Please count the lines of the records that contain the string "goose", matching case exactly, and give only that number.

--- Dataset ---

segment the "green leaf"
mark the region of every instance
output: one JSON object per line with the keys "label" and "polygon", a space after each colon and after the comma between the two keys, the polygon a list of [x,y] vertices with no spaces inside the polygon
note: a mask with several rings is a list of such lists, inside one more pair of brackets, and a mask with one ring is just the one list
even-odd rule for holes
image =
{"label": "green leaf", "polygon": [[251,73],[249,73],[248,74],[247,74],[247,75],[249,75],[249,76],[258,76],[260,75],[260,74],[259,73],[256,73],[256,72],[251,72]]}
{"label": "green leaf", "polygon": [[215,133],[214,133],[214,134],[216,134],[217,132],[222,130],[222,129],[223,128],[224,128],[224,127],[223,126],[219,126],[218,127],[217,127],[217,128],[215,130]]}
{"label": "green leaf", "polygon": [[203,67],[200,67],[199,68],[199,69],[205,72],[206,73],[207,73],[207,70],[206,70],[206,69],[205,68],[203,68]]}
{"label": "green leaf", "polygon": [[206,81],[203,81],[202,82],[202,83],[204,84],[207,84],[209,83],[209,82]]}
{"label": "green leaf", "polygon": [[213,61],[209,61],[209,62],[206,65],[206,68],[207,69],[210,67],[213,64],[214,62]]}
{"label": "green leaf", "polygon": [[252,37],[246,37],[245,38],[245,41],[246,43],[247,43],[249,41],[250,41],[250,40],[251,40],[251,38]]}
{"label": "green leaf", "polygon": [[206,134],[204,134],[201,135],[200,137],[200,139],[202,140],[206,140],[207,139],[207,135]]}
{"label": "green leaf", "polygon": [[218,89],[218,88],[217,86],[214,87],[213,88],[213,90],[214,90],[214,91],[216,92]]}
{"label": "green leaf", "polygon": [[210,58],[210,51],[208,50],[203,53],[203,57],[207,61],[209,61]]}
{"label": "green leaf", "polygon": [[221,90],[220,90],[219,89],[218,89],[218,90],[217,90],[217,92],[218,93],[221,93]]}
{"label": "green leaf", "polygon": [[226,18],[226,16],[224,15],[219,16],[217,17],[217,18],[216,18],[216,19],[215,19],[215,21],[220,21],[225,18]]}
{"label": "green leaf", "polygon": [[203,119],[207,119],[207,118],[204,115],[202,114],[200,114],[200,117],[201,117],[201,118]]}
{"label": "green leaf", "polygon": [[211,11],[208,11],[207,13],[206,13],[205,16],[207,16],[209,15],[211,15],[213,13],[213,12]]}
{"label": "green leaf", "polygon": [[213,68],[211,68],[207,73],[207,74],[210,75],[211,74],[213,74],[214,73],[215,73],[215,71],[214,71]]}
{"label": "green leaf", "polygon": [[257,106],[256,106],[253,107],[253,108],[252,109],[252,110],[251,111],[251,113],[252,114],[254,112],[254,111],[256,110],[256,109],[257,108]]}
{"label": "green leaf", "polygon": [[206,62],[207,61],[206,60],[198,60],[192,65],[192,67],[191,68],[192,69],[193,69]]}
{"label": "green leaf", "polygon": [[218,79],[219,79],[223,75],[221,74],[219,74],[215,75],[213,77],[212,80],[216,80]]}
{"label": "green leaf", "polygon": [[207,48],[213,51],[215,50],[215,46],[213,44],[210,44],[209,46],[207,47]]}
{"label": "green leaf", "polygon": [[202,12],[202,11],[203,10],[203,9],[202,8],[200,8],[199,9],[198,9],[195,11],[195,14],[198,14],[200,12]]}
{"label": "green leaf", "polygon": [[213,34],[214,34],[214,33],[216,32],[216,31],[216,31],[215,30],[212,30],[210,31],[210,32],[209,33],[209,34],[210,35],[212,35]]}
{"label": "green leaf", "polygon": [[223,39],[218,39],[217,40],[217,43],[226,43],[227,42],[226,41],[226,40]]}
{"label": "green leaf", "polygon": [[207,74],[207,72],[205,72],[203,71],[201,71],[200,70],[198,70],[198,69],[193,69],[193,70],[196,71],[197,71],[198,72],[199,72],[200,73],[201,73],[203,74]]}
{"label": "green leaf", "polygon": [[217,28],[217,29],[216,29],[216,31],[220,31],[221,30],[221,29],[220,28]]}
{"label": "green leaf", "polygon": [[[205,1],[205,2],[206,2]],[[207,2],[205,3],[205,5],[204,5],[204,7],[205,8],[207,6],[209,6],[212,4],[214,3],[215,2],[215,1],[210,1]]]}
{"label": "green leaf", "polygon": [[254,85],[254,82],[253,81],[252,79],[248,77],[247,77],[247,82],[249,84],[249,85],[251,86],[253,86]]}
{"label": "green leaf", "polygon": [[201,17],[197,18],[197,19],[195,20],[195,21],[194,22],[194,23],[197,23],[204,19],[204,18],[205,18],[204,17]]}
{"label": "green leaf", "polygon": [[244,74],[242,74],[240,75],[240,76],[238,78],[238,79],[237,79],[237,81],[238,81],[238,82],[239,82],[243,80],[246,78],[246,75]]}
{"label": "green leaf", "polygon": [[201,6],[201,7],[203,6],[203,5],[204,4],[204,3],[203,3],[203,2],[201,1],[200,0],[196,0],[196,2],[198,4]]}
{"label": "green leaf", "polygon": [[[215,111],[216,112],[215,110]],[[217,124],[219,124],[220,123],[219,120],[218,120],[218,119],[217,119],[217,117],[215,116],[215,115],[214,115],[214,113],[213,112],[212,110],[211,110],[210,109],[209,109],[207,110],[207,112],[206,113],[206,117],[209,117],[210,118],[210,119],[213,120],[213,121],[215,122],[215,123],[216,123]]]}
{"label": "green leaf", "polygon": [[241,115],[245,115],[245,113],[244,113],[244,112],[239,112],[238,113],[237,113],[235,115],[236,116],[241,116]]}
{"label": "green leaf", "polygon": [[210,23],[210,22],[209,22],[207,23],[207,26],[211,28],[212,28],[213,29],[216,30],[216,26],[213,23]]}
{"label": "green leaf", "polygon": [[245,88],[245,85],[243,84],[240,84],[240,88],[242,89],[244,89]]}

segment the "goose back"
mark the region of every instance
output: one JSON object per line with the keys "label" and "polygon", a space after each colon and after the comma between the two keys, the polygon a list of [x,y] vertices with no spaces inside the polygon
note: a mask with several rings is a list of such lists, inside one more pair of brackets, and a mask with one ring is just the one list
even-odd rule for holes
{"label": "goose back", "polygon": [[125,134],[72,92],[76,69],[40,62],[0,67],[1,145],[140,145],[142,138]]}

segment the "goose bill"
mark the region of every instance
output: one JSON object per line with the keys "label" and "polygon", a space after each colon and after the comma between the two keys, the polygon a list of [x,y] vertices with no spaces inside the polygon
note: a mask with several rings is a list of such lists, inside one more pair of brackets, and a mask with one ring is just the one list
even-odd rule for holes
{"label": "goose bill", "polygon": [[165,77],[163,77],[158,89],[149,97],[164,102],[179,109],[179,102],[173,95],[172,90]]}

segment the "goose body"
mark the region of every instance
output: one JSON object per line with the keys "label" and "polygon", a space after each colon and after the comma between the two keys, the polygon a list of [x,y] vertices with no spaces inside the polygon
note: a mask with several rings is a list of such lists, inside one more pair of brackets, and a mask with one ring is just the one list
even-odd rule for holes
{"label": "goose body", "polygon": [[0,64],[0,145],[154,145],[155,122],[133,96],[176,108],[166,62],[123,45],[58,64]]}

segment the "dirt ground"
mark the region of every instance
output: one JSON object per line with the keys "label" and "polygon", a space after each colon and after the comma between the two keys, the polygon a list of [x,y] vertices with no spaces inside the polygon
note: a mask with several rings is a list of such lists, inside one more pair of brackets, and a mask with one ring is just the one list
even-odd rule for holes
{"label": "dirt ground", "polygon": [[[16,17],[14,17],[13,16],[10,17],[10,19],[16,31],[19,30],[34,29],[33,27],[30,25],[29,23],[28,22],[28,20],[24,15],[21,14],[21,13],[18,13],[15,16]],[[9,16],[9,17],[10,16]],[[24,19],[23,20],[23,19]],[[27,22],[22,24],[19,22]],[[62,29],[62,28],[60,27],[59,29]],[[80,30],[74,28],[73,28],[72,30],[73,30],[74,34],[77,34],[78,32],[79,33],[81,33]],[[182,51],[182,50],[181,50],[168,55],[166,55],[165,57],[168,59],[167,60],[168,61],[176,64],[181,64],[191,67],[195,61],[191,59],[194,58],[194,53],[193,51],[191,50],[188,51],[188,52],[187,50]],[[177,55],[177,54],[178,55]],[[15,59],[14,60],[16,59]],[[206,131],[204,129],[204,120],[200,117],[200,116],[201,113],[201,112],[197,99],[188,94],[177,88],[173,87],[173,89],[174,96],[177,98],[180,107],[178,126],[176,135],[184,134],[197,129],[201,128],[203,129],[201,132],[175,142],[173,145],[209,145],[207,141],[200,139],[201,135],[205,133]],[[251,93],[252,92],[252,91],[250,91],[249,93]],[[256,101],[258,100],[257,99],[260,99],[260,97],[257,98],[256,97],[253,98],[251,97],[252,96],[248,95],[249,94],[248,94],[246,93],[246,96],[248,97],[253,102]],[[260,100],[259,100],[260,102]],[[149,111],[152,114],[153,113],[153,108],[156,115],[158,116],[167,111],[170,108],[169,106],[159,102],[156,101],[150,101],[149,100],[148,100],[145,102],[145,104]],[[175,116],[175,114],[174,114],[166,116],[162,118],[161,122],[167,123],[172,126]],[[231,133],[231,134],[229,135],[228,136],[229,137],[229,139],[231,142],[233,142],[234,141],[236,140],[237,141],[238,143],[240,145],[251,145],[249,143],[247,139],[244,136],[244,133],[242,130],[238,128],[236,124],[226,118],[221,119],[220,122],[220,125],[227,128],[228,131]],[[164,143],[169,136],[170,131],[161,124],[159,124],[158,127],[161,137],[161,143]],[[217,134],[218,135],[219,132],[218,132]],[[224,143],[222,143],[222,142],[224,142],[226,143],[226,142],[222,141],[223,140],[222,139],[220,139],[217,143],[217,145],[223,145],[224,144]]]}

---

- Answer to this problem -
6